ACTIVITY
Your copy starts at the line containing "Target: man's left hand" and ends at the last line below. Copy exactly, without pictures.

PROVIDED DATA
####

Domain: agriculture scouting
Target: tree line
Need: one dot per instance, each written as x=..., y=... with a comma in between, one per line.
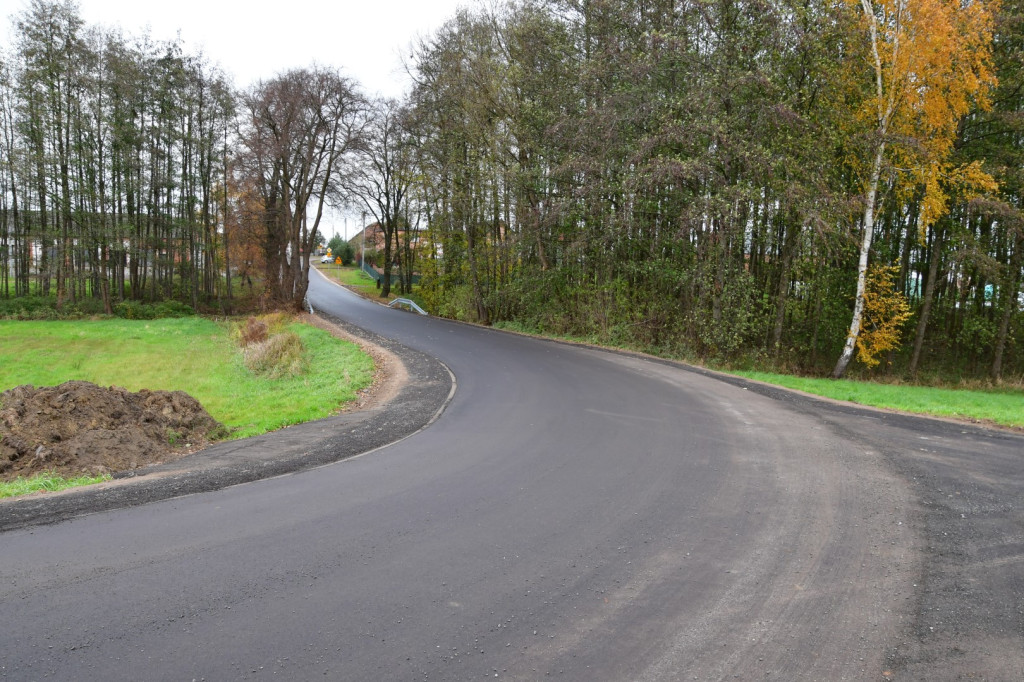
x=796, y=182
x=776, y=181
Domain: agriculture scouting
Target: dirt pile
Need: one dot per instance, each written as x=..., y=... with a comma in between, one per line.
x=81, y=428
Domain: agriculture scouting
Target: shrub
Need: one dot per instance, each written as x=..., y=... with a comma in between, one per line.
x=139, y=310
x=276, y=356
x=254, y=331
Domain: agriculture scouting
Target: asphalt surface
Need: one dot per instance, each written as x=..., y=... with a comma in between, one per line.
x=573, y=514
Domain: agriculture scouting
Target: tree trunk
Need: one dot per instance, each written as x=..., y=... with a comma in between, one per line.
x=865, y=249
x=1010, y=304
x=926, y=302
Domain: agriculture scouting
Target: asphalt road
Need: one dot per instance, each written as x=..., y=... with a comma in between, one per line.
x=574, y=514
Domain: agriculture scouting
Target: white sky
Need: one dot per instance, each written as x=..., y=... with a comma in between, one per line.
x=251, y=40
x=366, y=39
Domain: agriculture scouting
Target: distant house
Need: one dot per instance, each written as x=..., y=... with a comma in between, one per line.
x=373, y=235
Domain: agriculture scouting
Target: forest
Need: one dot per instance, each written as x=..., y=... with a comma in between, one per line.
x=812, y=185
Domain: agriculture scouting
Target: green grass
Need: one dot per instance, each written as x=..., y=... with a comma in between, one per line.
x=193, y=354
x=347, y=274
x=49, y=482
x=1004, y=407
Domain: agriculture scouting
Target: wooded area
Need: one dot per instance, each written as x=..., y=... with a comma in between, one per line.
x=780, y=182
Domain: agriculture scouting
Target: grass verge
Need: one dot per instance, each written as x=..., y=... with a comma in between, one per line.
x=192, y=354
x=1004, y=407
x=49, y=482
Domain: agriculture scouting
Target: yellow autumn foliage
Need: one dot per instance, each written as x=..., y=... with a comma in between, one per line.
x=886, y=310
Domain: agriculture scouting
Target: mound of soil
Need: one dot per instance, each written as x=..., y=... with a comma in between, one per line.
x=81, y=428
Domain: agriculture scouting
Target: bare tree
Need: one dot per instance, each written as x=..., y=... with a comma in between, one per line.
x=301, y=125
x=382, y=177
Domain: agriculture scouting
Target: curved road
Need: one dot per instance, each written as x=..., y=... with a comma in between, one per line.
x=574, y=514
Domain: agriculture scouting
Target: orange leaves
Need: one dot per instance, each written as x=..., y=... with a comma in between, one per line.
x=932, y=62
x=942, y=180
x=886, y=310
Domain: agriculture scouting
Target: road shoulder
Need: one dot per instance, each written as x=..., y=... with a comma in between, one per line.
x=407, y=396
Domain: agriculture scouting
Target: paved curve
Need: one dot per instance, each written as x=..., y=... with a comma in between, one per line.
x=574, y=514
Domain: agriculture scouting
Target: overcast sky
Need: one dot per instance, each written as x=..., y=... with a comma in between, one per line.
x=367, y=39
x=251, y=40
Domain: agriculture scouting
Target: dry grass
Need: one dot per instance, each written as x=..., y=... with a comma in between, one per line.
x=276, y=356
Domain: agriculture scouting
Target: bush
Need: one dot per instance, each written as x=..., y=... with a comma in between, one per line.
x=280, y=355
x=254, y=331
x=138, y=310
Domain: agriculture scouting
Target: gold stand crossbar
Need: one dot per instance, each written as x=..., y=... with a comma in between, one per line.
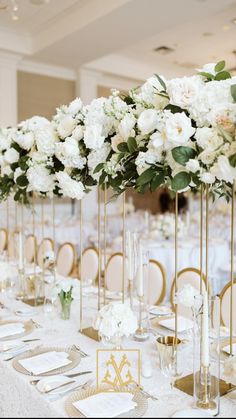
x=185, y=384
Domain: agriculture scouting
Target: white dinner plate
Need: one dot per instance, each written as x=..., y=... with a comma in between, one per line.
x=191, y=413
x=54, y=382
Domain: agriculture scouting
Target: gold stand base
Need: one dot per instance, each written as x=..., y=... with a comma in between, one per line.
x=185, y=384
x=32, y=302
x=91, y=333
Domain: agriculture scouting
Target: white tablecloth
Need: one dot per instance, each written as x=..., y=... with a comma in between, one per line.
x=20, y=399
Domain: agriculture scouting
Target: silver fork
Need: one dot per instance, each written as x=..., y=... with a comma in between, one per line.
x=82, y=353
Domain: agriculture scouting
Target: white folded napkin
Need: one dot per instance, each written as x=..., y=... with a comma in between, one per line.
x=183, y=324
x=45, y=362
x=106, y=405
x=11, y=329
x=227, y=349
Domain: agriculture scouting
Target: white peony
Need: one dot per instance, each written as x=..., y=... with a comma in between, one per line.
x=46, y=138
x=147, y=121
x=193, y=165
x=11, y=156
x=179, y=128
x=126, y=125
x=223, y=170
x=182, y=91
x=93, y=137
x=75, y=106
x=40, y=179
x=70, y=187
x=25, y=140
x=208, y=138
x=66, y=126
x=207, y=178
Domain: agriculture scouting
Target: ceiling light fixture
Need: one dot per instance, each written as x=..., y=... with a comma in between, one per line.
x=13, y=6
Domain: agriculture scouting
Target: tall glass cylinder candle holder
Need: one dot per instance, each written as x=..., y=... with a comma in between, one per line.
x=207, y=353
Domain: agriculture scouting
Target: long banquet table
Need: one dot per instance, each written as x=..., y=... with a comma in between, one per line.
x=20, y=399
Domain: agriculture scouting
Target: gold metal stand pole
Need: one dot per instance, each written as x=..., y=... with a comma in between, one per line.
x=201, y=239
x=105, y=243
x=81, y=263
x=124, y=248
x=207, y=236
x=232, y=269
x=176, y=276
x=99, y=249
x=8, y=228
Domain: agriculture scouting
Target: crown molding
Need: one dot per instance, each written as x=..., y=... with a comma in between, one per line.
x=49, y=70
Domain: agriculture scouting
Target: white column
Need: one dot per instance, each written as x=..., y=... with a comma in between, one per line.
x=8, y=88
x=87, y=84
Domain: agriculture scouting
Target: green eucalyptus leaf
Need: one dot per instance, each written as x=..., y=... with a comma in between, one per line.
x=220, y=66
x=180, y=181
x=183, y=154
x=222, y=75
x=146, y=177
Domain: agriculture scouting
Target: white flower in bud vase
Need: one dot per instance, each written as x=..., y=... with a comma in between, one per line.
x=75, y=106
x=207, y=178
x=147, y=121
x=70, y=187
x=223, y=170
x=182, y=91
x=11, y=156
x=93, y=137
x=186, y=296
x=66, y=126
x=193, y=166
x=179, y=128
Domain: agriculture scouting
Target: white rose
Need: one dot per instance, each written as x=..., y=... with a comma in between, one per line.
x=208, y=138
x=193, y=165
x=70, y=187
x=78, y=133
x=46, y=138
x=126, y=126
x=182, y=91
x=179, y=128
x=93, y=137
x=207, y=177
x=75, y=106
x=223, y=170
x=11, y=156
x=66, y=126
x=25, y=141
x=40, y=179
x=147, y=121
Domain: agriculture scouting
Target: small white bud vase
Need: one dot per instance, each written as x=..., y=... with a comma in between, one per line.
x=206, y=353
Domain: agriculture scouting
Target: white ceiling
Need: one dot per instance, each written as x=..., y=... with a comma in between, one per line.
x=118, y=36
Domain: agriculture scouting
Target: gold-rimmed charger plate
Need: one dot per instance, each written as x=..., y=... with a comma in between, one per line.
x=137, y=412
x=28, y=326
x=74, y=357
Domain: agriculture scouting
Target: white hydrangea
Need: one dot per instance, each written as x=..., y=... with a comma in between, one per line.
x=70, y=187
x=40, y=179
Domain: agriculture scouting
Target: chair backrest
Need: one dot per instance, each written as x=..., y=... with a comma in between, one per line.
x=3, y=240
x=30, y=248
x=190, y=276
x=114, y=273
x=66, y=259
x=156, y=283
x=45, y=246
x=90, y=265
x=225, y=296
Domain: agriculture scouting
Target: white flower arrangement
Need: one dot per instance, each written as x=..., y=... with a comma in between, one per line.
x=115, y=320
x=164, y=225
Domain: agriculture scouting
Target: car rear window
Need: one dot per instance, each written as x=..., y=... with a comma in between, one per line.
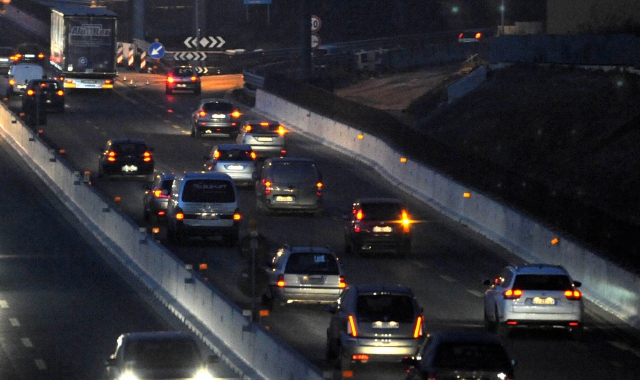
x=471, y=356
x=300, y=172
x=208, y=191
x=162, y=353
x=381, y=211
x=235, y=155
x=542, y=282
x=311, y=263
x=385, y=307
x=218, y=107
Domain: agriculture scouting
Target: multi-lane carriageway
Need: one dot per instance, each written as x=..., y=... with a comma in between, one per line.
x=445, y=270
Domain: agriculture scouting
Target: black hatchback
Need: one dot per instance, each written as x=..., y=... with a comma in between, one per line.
x=126, y=157
x=47, y=93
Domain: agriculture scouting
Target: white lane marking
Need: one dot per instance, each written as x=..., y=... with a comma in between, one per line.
x=40, y=364
x=624, y=347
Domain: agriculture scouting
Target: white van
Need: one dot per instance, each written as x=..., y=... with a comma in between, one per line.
x=19, y=75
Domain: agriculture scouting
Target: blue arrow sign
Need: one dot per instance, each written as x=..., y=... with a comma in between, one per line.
x=156, y=50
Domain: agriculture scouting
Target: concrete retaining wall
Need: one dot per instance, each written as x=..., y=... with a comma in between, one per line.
x=254, y=354
x=604, y=283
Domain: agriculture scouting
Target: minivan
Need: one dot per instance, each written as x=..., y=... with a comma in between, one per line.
x=19, y=75
x=203, y=204
x=289, y=184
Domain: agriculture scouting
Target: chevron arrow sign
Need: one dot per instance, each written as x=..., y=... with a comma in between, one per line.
x=210, y=42
x=189, y=56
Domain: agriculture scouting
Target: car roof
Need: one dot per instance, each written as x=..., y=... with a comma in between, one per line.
x=233, y=146
x=540, y=269
x=383, y=289
x=126, y=140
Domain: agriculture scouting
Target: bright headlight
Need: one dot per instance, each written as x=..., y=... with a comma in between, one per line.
x=203, y=374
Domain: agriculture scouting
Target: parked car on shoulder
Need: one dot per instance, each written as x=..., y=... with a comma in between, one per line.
x=377, y=225
x=534, y=296
x=304, y=274
x=159, y=355
x=215, y=117
x=461, y=355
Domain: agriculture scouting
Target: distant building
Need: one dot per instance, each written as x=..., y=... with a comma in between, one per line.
x=593, y=16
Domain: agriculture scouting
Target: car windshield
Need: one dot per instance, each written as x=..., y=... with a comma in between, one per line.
x=162, y=353
x=385, y=307
x=542, y=282
x=297, y=171
x=234, y=155
x=129, y=148
x=311, y=263
x=381, y=211
x=208, y=191
x=218, y=107
x=471, y=356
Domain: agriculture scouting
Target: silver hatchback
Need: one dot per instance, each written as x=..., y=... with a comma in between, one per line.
x=266, y=137
x=304, y=275
x=236, y=160
x=533, y=295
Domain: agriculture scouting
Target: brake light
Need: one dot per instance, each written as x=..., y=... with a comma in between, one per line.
x=351, y=326
x=512, y=294
x=573, y=294
x=417, y=330
x=157, y=193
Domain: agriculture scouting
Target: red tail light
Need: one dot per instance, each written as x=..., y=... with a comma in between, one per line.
x=572, y=294
x=512, y=294
x=351, y=326
x=417, y=330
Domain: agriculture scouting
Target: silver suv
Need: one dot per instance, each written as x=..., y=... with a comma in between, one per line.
x=203, y=204
x=289, y=184
x=375, y=323
x=533, y=295
x=304, y=275
x=158, y=355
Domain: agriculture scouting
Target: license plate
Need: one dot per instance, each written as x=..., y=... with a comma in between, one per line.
x=544, y=301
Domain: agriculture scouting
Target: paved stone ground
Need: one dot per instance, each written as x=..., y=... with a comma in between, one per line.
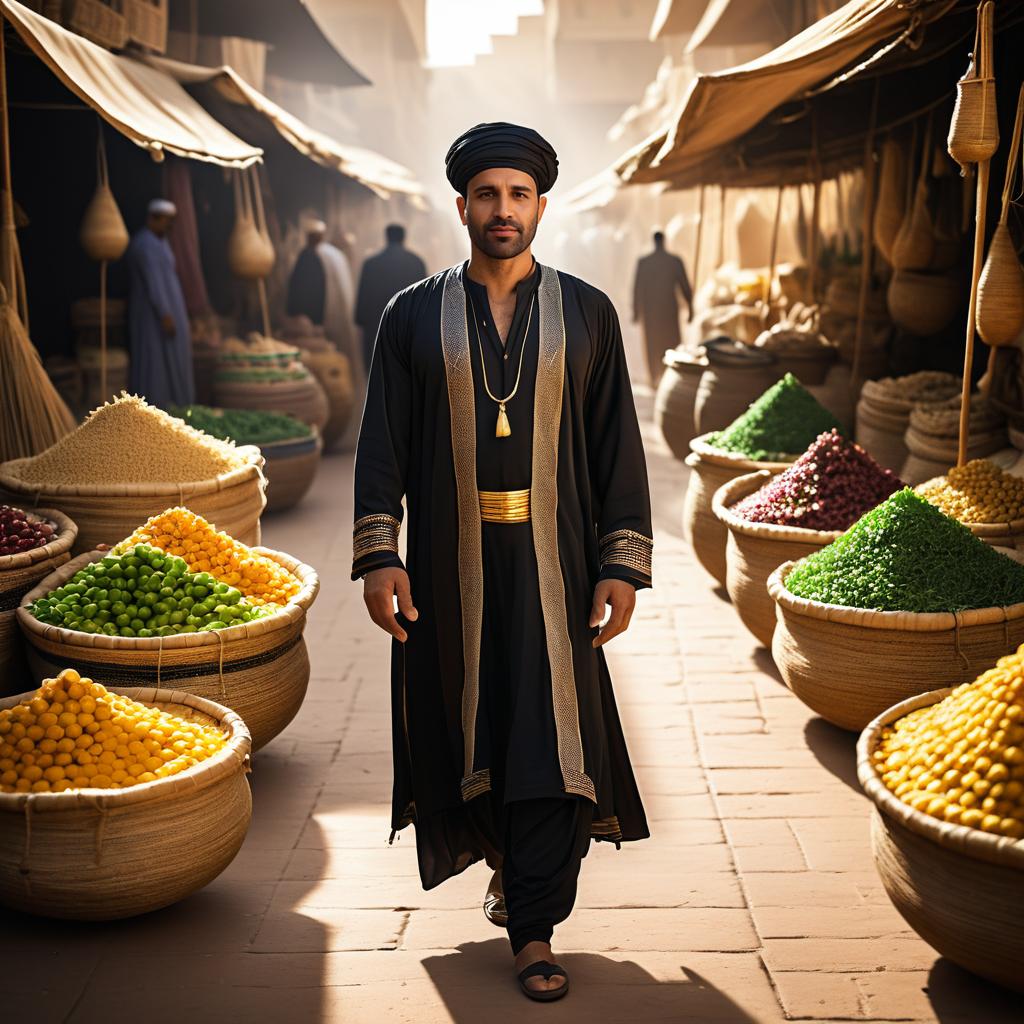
x=756, y=900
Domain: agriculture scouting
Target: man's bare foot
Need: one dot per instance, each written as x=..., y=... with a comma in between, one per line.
x=530, y=953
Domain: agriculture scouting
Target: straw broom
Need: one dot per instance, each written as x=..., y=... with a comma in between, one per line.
x=33, y=416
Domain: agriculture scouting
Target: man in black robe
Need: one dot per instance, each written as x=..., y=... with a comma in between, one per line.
x=500, y=409
x=659, y=283
x=383, y=275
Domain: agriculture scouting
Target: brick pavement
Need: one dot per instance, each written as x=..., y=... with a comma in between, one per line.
x=756, y=900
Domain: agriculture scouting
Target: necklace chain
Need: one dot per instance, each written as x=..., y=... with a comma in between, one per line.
x=483, y=367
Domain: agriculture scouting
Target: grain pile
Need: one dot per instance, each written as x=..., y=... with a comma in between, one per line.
x=129, y=441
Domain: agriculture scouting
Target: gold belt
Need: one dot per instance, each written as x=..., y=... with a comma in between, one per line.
x=505, y=506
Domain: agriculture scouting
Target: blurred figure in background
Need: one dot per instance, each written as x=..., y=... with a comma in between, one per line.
x=393, y=268
x=158, y=320
x=660, y=279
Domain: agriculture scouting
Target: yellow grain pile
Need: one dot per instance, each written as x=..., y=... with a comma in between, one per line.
x=962, y=760
x=130, y=441
x=977, y=493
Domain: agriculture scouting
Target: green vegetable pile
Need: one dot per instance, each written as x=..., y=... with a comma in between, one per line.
x=244, y=426
x=905, y=555
x=780, y=425
x=143, y=593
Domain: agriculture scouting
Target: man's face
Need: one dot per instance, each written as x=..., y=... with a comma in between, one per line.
x=501, y=211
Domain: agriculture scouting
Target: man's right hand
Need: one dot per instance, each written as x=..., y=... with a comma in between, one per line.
x=380, y=588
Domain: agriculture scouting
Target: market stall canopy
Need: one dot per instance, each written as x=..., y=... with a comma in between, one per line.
x=803, y=109
x=676, y=17
x=298, y=47
x=141, y=102
x=232, y=100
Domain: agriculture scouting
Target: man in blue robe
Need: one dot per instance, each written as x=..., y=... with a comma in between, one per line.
x=158, y=320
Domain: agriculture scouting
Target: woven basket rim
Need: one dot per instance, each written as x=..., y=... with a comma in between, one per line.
x=981, y=528
x=742, y=486
x=907, y=622
x=253, y=464
x=67, y=531
x=716, y=457
x=971, y=842
x=291, y=612
x=207, y=772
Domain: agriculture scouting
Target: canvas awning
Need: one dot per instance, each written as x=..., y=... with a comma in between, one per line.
x=141, y=102
x=804, y=105
x=231, y=98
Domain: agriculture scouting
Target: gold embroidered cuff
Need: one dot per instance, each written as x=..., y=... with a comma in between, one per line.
x=628, y=548
x=375, y=532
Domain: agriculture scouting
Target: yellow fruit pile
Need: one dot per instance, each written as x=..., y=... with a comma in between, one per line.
x=978, y=492
x=962, y=760
x=179, y=531
x=75, y=734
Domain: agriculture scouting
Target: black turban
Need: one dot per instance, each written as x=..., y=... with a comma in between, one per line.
x=501, y=144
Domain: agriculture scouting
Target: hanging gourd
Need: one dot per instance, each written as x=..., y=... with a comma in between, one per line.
x=250, y=253
x=1000, y=288
x=102, y=233
x=104, y=238
x=914, y=245
x=974, y=131
x=890, y=205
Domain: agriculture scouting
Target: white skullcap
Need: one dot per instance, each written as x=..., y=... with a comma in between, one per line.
x=162, y=208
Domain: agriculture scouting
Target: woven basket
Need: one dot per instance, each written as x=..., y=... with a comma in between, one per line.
x=881, y=433
x=302, y=398
x=291, y=468
x=711, y=469
x=675, y=400
x=104, y=854
x=334, y=373
x=109, y=513
x=258, y=669
x=18, y=573
x=924, y=303
x=929, y=456
x=961, y=889
x=755, y=550
x=849, y=665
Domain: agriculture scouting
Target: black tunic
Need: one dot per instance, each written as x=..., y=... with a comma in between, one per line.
x=514, y=739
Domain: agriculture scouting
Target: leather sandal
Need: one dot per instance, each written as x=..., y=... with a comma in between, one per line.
x=546, y=970
x=494, y=903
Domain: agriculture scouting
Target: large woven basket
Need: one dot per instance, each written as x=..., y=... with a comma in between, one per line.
x=102, y=854
x=849, y=665
x=291, y=469
x=302, y=398
x=962, y=890
x=259, y=669
x=675, y=400
x=755, y=550
x=711, y=469
x=18, y=573
x=109, y=513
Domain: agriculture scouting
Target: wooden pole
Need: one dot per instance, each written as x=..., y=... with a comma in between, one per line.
x=979, y=252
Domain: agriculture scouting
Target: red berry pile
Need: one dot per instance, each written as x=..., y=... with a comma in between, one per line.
x=18, y=534
x=829, y=486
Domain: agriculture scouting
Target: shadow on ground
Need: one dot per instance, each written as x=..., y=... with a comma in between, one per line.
x=476, y=984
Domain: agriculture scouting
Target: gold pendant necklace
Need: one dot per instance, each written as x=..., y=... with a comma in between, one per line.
x=503, y=428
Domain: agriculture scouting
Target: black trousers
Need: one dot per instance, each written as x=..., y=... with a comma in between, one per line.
x=545, y=842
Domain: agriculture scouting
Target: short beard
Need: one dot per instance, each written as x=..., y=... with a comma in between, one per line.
x=499, y=249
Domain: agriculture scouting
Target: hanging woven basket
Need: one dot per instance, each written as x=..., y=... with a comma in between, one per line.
x=974, y=130
x=961, y=889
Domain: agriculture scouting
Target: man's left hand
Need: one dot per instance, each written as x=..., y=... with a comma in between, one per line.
x=622, y=597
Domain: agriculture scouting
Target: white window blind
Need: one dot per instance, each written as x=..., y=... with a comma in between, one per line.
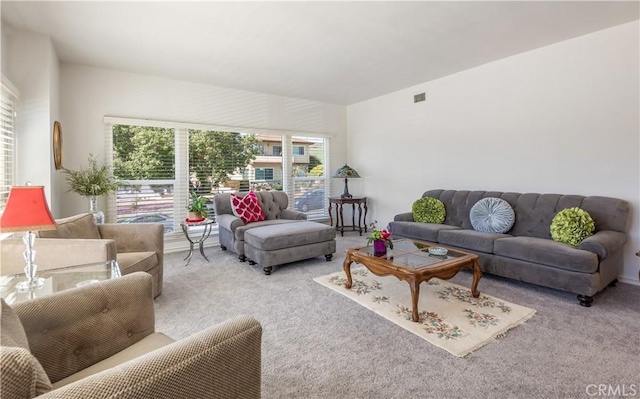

####

TASK SOLUTION
Target: man's left hand
Need: one dot per instance, each written as x=..., y=... with a comma in between, one per line.
x=622, y=597
Domain: agriculture scouting
Target: white window blind
Need: one dot per instance, each written as x=..., y=... with a comma in between, one per line.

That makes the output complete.